[Stored records]

════════════════

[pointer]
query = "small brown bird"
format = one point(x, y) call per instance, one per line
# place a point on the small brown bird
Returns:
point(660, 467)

════════════════

Required action ▸
Where a line of the data contains "brown", include it in the tally, and answer with the tally alone.

Exercise solution ▸
2